**Problem description**.
Reproduce the stretch of records from the line containing "Shelf-audit tagging: put a marker on the glasses" through the end of the records, substituting "store report" for "aisle log" and leaving everything else unchanged.

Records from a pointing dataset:
## Begin

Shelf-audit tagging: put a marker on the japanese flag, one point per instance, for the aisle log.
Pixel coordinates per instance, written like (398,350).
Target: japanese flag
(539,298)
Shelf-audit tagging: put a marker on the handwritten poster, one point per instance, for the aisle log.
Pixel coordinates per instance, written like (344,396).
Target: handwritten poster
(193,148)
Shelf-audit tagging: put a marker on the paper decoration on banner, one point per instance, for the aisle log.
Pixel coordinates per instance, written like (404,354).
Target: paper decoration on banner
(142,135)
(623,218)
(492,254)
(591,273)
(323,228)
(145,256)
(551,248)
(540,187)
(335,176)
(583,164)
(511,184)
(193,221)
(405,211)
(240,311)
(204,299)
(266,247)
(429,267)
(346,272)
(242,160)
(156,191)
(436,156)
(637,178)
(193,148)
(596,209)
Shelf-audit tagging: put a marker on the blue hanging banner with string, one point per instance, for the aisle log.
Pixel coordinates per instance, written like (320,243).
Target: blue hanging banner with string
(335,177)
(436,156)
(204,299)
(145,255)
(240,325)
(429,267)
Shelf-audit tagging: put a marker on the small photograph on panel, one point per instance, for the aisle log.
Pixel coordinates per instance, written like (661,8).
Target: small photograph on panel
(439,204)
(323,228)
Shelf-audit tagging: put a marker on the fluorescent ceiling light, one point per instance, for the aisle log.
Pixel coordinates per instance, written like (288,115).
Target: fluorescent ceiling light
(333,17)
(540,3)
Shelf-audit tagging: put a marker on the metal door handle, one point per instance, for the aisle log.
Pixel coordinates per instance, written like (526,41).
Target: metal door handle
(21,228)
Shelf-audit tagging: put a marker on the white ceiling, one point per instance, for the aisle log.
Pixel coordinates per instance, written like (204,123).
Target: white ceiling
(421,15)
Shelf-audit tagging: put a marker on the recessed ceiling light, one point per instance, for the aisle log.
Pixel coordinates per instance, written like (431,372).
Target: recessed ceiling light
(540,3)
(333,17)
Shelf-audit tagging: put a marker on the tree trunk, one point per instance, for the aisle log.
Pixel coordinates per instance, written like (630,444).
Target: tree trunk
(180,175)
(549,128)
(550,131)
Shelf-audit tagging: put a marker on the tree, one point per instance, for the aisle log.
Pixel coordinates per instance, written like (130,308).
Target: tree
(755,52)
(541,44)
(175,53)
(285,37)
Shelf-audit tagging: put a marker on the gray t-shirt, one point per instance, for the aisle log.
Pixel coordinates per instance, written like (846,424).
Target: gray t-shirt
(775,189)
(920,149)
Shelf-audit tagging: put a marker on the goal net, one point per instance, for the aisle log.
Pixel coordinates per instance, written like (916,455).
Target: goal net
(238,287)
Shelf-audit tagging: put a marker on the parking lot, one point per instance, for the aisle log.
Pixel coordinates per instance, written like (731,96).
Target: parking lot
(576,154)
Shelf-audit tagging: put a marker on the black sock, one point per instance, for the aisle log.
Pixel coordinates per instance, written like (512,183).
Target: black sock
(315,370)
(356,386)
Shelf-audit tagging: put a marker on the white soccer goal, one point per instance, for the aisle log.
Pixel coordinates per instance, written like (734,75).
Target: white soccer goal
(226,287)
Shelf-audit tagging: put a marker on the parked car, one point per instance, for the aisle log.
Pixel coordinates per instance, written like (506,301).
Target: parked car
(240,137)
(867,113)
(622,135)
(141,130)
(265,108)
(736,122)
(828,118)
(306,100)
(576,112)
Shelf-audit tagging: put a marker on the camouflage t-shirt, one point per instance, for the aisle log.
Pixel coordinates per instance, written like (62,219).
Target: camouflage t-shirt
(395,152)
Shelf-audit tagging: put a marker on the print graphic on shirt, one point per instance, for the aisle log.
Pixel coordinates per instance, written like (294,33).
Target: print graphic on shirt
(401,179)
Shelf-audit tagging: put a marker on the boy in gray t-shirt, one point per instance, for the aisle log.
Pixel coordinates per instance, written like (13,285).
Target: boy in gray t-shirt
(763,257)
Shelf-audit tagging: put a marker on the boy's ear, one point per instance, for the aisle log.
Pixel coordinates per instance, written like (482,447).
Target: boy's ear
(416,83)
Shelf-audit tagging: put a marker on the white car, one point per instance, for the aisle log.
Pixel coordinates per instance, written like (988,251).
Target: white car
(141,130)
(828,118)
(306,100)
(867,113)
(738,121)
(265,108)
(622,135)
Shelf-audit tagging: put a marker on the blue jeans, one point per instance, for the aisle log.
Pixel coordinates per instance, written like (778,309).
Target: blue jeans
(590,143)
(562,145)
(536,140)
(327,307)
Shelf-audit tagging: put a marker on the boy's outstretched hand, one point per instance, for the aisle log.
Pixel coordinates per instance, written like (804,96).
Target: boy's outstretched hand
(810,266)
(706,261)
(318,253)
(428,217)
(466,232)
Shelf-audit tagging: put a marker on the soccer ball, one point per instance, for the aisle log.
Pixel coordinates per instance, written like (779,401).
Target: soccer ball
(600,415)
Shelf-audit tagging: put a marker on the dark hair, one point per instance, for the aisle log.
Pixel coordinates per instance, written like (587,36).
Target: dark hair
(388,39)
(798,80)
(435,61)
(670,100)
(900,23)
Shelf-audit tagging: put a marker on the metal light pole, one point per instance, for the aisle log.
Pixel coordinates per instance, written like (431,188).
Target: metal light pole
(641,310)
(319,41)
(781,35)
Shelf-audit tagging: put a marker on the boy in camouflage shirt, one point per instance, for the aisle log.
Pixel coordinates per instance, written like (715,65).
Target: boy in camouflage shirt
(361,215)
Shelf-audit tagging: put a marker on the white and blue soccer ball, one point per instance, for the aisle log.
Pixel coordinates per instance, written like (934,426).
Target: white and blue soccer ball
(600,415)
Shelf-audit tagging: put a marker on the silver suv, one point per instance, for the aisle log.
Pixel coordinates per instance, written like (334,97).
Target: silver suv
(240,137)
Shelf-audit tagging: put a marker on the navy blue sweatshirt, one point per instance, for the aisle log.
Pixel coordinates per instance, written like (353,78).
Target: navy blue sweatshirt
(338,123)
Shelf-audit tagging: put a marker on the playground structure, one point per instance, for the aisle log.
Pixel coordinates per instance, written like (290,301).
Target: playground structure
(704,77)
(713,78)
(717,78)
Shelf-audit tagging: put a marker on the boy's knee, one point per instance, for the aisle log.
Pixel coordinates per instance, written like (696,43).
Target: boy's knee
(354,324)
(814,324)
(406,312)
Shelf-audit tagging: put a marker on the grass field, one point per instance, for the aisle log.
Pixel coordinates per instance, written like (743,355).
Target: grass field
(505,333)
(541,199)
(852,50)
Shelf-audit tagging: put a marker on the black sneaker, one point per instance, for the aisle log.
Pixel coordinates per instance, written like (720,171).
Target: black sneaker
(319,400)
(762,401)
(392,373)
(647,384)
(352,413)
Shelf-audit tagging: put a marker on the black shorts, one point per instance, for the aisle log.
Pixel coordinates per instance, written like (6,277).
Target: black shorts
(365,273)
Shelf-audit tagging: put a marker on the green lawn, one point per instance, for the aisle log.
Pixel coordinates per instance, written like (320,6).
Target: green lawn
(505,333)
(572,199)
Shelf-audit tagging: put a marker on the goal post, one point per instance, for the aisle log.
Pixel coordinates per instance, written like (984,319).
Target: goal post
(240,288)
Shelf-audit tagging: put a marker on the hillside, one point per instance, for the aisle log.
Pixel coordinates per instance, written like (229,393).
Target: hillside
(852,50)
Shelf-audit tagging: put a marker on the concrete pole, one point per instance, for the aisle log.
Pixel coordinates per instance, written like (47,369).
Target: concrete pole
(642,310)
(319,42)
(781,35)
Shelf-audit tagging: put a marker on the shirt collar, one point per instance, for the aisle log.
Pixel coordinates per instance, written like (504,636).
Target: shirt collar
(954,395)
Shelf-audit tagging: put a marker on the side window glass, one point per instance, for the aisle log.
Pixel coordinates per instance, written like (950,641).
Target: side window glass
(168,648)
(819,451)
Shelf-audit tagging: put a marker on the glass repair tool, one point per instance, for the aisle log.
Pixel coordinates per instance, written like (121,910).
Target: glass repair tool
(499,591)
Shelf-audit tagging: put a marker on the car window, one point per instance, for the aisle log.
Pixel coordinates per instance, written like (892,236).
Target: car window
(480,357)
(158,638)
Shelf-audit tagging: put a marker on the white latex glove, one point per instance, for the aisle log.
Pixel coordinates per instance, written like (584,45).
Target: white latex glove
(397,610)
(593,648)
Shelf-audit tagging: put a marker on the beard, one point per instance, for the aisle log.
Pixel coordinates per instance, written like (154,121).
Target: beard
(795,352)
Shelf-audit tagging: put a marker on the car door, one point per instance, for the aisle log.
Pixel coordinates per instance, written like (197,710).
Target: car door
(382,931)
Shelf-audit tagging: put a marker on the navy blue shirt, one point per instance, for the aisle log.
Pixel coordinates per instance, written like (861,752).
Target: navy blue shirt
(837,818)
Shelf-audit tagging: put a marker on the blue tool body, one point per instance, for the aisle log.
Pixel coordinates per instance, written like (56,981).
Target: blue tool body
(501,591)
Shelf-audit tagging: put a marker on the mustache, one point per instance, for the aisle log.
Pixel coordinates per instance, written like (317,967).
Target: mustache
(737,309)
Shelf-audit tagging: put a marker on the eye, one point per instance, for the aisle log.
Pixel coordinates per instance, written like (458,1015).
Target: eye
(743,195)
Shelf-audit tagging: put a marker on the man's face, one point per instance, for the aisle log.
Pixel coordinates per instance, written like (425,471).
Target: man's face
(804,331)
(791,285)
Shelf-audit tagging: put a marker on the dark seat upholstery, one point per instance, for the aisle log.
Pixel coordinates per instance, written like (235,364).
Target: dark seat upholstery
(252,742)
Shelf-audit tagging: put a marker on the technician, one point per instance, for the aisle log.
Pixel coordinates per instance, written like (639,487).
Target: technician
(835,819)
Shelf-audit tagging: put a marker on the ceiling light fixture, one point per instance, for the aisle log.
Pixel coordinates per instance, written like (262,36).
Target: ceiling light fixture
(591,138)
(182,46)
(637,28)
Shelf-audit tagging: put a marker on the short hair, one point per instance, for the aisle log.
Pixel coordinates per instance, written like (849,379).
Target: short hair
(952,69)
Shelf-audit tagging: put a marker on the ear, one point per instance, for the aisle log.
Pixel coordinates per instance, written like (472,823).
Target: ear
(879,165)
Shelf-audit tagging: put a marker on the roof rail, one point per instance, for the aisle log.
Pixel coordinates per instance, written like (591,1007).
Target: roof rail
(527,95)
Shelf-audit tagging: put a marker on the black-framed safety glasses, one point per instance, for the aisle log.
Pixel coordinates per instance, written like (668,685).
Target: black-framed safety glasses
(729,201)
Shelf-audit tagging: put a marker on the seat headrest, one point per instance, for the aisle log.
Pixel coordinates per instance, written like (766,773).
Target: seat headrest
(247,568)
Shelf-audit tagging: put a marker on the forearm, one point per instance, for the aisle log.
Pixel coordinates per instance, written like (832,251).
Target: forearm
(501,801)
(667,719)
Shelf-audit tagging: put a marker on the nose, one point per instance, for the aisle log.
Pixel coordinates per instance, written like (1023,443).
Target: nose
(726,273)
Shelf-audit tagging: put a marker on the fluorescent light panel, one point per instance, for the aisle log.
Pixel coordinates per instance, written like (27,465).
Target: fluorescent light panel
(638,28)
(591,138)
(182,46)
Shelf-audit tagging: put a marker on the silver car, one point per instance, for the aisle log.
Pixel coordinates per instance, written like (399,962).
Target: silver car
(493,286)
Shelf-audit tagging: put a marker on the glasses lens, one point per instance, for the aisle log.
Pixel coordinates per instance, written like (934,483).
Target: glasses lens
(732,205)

## End

**Task answer**.
Shelf-audit tagging: put a marker on the glasses lens, one point per instance, for the store report.
Pixel coordinates per instance, written like (934,483).
Target: glasses lens
(732,205)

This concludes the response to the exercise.